You are to retype all of the data exactly as it appears.
BEGIN Data for this exercise
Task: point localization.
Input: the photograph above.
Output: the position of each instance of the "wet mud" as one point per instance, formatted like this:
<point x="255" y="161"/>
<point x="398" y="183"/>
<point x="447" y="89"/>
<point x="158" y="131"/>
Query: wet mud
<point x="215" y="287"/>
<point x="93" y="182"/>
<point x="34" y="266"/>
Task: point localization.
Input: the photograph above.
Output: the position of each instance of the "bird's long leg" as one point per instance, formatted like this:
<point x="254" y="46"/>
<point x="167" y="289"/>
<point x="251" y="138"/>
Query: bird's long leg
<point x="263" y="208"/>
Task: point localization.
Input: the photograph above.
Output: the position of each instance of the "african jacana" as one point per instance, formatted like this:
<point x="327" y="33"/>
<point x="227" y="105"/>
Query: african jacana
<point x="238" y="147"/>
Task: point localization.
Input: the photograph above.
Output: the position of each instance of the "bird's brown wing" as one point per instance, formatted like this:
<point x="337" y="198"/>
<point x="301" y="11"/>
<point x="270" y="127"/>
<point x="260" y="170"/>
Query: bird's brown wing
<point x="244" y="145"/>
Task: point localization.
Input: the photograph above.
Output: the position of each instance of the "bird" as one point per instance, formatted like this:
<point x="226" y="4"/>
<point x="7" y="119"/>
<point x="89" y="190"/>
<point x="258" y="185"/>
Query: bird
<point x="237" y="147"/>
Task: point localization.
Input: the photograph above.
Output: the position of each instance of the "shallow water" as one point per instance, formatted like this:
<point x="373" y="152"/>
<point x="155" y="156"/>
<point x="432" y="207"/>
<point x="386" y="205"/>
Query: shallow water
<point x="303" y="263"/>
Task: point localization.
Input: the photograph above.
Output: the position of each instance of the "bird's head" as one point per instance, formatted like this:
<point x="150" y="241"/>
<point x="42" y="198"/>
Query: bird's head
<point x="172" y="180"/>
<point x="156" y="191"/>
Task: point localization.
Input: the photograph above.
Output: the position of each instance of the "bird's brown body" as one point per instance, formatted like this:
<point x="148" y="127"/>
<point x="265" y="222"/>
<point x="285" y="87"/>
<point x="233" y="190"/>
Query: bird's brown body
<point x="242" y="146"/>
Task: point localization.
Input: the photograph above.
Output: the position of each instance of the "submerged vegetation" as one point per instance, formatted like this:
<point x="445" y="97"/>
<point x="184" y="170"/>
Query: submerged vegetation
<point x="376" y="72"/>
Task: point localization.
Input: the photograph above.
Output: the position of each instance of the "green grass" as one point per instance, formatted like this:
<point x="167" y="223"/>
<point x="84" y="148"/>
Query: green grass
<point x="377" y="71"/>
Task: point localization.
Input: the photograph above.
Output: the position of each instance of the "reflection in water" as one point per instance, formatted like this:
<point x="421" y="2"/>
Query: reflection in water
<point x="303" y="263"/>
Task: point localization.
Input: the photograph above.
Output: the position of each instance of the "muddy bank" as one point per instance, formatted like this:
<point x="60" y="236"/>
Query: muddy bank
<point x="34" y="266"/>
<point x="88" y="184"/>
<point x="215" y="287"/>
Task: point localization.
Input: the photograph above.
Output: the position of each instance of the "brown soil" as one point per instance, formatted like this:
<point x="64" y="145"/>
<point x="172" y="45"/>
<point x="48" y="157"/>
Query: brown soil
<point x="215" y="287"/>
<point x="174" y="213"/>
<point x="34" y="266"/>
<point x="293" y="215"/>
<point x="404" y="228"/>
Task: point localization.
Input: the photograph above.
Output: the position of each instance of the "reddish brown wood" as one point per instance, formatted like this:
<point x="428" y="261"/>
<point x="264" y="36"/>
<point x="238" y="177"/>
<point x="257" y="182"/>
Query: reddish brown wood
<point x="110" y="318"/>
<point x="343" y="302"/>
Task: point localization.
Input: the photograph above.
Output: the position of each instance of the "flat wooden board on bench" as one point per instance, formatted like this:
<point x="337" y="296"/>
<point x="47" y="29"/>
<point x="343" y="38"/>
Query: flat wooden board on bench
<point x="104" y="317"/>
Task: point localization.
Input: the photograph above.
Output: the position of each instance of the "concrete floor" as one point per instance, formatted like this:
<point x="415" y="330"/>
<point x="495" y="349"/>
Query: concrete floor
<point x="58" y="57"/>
END Data for this exercise
(Expected answer)
Task: point localization.
Input: the photograph above.
Output: the position of each instance of the "wet mud" as one point per instance, formatted like this:
<point x="255" y="161"/>
<point x="398" y="183"/>
<point x="447" y="89"/>
<point x="158" y="131"/>
Query: wet mud
<point x="215" y="287"/>
<point x="93" y="182"/>
<point x="34" y="266"/>
Task: point localization.
Input: the photograph above.
Output: the position of each instance of the "bird's long leg" as one point per instance, formatted like this:
<point x="254" y="46"/>
<point x="167" y="289"/>
<point x="251" y="138"/>
Query: bird's long leg
<point x="263" y="208"/>
Task: point localization.
Input: the photograph above.
Output: the position of each instance of the "african jacana" as one point per instance, formatted like this:
<point x="327" y="33"/>
<point x="227" y="105"/>
Query: african jacana
<point x="238" y="147"/>
Task: point localization.
Input: the photograph above.
Output: the position of each instance of the "bird's brown wing" as one point per instance, formatted like this:
<point x="337" y="198"/>
<point x="301" y="11"/>
<point x="270" y="127"/>
<point x="260" y="170"/>
Query: bird's brown wing
<point x="244" y="145"/>
Task: point localization.
Input: the photograph above.
Output: the position of each instance of the "bird" as one point per instance, formatted like this:
<point x="226" y="4"/>
<point x="7" y="119"/>
<point x="89" y="190"/>
<point x="258" y="185"/>
Query: bird
<point x="237" y="147"/>
Task: point localization.
Input: the photograph above.
Output: the position of each instance of the "shallow water" as one point per instance, formatted like this:
<point x="373" y="152"/>
<point x="155" y="156"/>
<point x="432" y="207"/>
<point x="386" y="205"/>
Query: shallow water
<point x="303" y="263"/>
Task: point localization.
Input: the photograph above.
Output: the position of each instance of the "bird's head" as one point per instance, formatted like this:
<point x="150" y="241"/>
<point x="42" y="198"/>
Query: bird's head
<point x="172" y="180"/>
<point x="156" y="191"/>
Task: point localization.
Input: the photograph above.
Output: the position of each instance of the "bird's brown body" as one point per instance, formatted like this:
<point x="148" y="127"/>
<point x="265" y="222"/>
<point x="285" y="87"/>
<point x="233" y="190"/>
Query: bird's brown body
<point x="242" y="146"/>
Task: point localization.
Input: the photograph above.
Output: the position of each instance of the "submerged vegetation" as one point per instance, formatted like this:
<point x="445" y="97"/>
<point x="184" y="170"/>
Query: submerged vegetation
<point x="376" y="72"/>
Task: point localization.
Input: the photograph above.
Output: the position of each instance of the "green grass" as one point per instance, formatted like this:
<point x="167" y="223"/>
<point x="84" y="148"/>
Query: green grass
<point x="377" y="71"/>
Task: point localization.
Input: the photograph above.
Output: the position of each instance of the "reflection in water" as one point per instance, formatted like this:
<point x="421" y="2"/>
Query: reflection in water
<point x="303" y="263"/>
Task: point localization.
Input: the photograph above.
Output: the position of each instance of the "muddy bank" as one point per instance, formatted like this:
<point x="60" y="236"/>
Query: muddy bank
<point x="34" y="266"/>
<point x="88" y="184"/>
<point x="215" y="287"/>
Task: point localization.
Input: the photograph above.
Output: the position of each instance of the "brown soil" as one point per instance, formatted like this:
<point x="64" y="145"/>
<point x="172" y="45"/>
<point x="48" y="157"/>
Query: brown soil
<point x="215" y="287"/>
<point x="174" y="213"/>
<point x="34" y="266"/>
<point x="293" y="215"/>
<point x="404" y="228"/>
Task: point localization.
Input: the photograph above.
Output: the position of each instance of the "reddish brown wood" as one point per instance, formatted like this:
<point x="428" y="261"/>
<point x="264" y="36"/>
<point x="238" y="177"/>
<point x="257" y="182"/>
Query: reddish brown wood
<point x="110" y="318"/>
<point x="343" y="302"/>
Task: point localization.
Input: the photograph above.
Output: the position of each instance of the "flat wooden board on bench" as one point per instance, formatted like this:
<point x="337" y="296"/>
<point x="47" y="29"/>
<point x="343" y="38"/>
Query: flat wooden board on bench
<point x="104" y="317"/>
Task: point localization.
Input: the photograph above.
Output: the position of each instance of the "concrete floor" as one point per instance, formatted like this:
<point x="415" y="330"/>
<point x="495" y="349"/>
Query: concrete floor
<point x="58" y="57"/>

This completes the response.